▸ Work required:
Copy the passage on appearance and reality between "We hear a harmony" and "in the ether.", inclusive.

▸ Selected excerpt:
All he beholds is apparent. The reality is something altogether different. The sun seems to revolve around the earth, and the earth seems to stand still. The reverse is true. We dwell upon the surface of a body revolving in space and projected with a velocity seventy-five times greater than the speed of a cannon ball.
We hear a harmony of sweet sounds which charm our senses. The sound does not exist; it is an impression made upon our sense of hearing by vibrations of the atmosphere which themselves emit no sound. Without the auditory nerve and brain there would be no sound. In reality there is only motion in the ether.
The rainbow expands its radiant circle, the rose and lily sparkle in the sunshine; the green fields and golden grain diversify the landscape by their vivid colors. But there are no colors; there is no light; there are only undulations in the air that set the optic nerve vibrating. The sun warms and fertilizes, the fire burns, but there is no heat, only the sensation of heat. Heat, like light, is only the result of motion—invisible, all-potent, supreme. Here is a solid iron joist sustaining tons of enormous weight, yet the joist is composed of molecules which do not touch each other and are in continual motion. What constitutes the solidity of this bar of iron? Not the atoms that compose it; but the cause of its solidity is molecular attraction, the invisible force of magnetic attraction.

▸ Pointing records:
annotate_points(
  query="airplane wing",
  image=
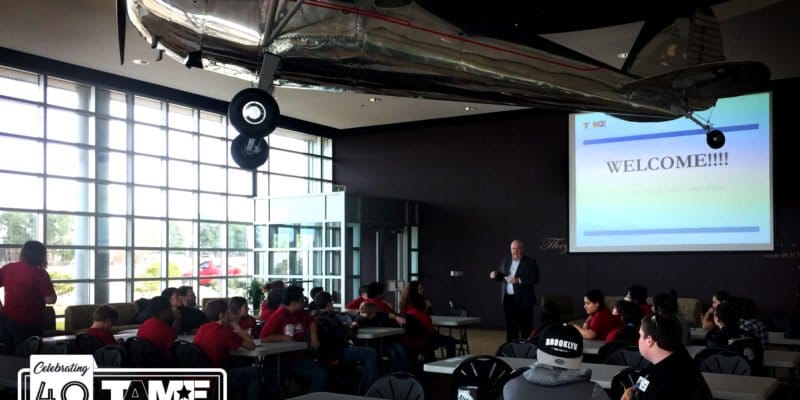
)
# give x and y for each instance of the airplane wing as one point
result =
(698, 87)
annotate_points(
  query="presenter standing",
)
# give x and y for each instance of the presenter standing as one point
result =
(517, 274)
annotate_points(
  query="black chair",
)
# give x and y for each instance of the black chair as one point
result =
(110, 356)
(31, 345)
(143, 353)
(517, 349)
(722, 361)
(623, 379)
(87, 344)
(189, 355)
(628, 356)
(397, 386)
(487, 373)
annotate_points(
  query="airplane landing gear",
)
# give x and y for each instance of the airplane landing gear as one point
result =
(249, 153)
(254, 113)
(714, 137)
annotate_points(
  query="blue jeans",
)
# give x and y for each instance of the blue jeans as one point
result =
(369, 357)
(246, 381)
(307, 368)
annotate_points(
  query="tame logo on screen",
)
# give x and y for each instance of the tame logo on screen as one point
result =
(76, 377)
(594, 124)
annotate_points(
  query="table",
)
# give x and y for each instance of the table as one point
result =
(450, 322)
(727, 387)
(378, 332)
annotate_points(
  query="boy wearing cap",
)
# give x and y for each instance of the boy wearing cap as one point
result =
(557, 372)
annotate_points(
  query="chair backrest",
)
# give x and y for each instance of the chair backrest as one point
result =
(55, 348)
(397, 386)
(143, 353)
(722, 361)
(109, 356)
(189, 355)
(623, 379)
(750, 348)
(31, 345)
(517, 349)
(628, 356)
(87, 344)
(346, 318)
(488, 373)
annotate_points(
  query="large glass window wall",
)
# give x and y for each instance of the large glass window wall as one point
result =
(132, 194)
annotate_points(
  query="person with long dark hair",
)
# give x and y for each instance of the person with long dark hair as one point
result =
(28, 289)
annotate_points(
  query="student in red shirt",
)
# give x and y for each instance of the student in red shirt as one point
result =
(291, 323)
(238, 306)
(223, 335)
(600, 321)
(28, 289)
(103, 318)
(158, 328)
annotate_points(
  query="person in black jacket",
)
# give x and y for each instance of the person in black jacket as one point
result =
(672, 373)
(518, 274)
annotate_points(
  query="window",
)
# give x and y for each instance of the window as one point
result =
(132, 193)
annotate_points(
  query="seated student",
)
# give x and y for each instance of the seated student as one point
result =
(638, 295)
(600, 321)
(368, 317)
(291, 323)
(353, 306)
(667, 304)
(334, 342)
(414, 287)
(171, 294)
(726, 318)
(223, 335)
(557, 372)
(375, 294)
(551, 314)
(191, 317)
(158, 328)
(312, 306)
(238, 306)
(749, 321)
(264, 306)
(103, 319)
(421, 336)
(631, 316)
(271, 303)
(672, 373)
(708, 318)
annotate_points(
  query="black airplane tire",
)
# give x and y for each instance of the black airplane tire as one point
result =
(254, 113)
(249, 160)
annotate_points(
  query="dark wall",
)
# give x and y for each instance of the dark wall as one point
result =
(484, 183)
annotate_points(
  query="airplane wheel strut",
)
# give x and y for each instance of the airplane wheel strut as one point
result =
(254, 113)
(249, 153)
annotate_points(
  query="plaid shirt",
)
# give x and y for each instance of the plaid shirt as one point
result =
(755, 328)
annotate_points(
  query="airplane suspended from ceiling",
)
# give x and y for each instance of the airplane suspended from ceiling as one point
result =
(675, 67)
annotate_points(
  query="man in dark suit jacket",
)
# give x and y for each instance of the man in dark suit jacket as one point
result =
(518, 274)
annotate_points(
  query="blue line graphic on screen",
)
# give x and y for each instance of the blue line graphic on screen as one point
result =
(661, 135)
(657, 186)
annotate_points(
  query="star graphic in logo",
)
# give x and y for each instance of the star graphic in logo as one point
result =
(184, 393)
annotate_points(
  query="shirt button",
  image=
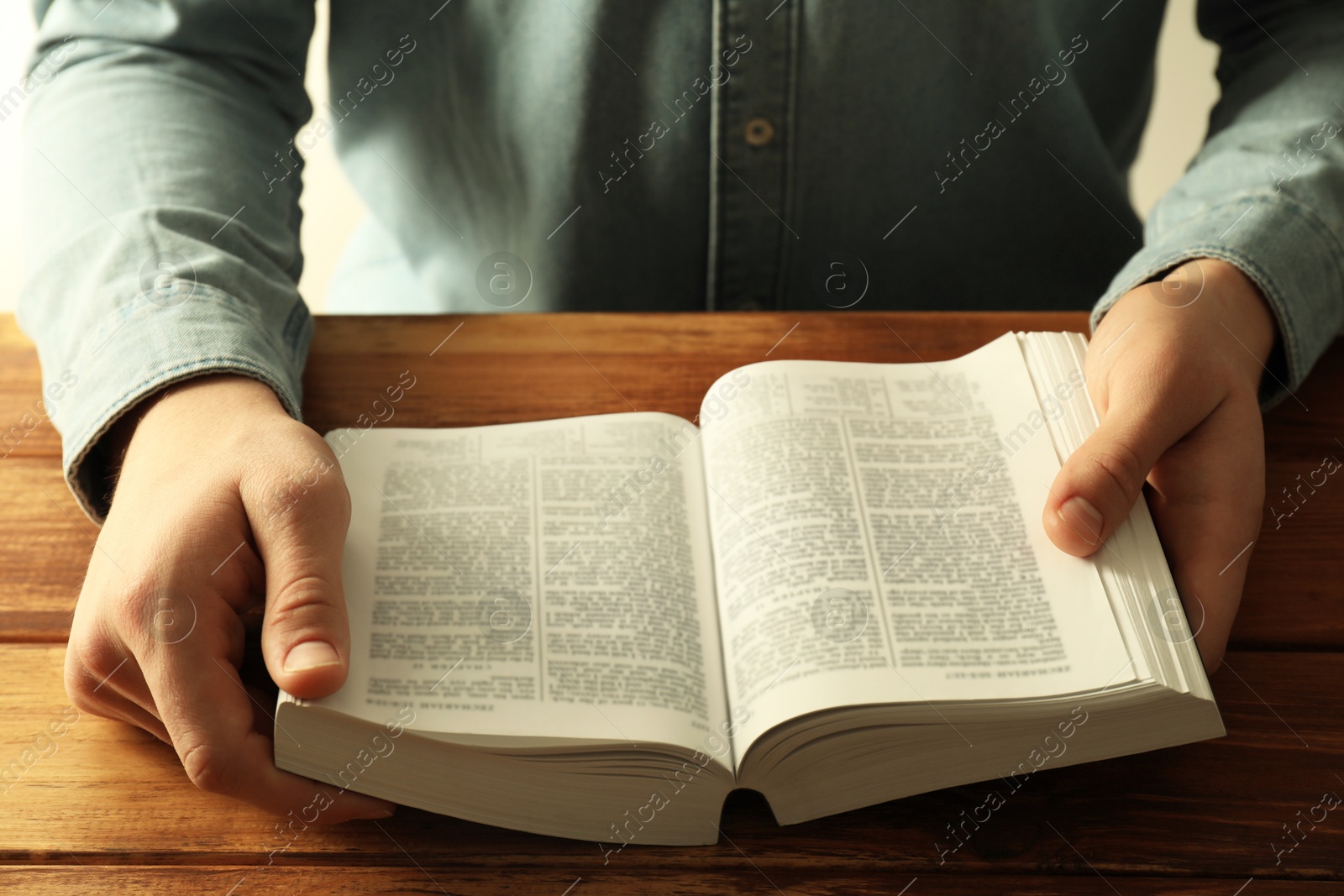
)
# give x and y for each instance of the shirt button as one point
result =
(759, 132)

▸ Written response:
We hear a harmony of sweet sounds which charm our senses. The sound does not exist; it is an impression made upon our sense of hearing by vibrations of the atmosphere which themselves emit no sound. Without the auditory nerve and brain there would be no sound. In reality there is only motion in the ether.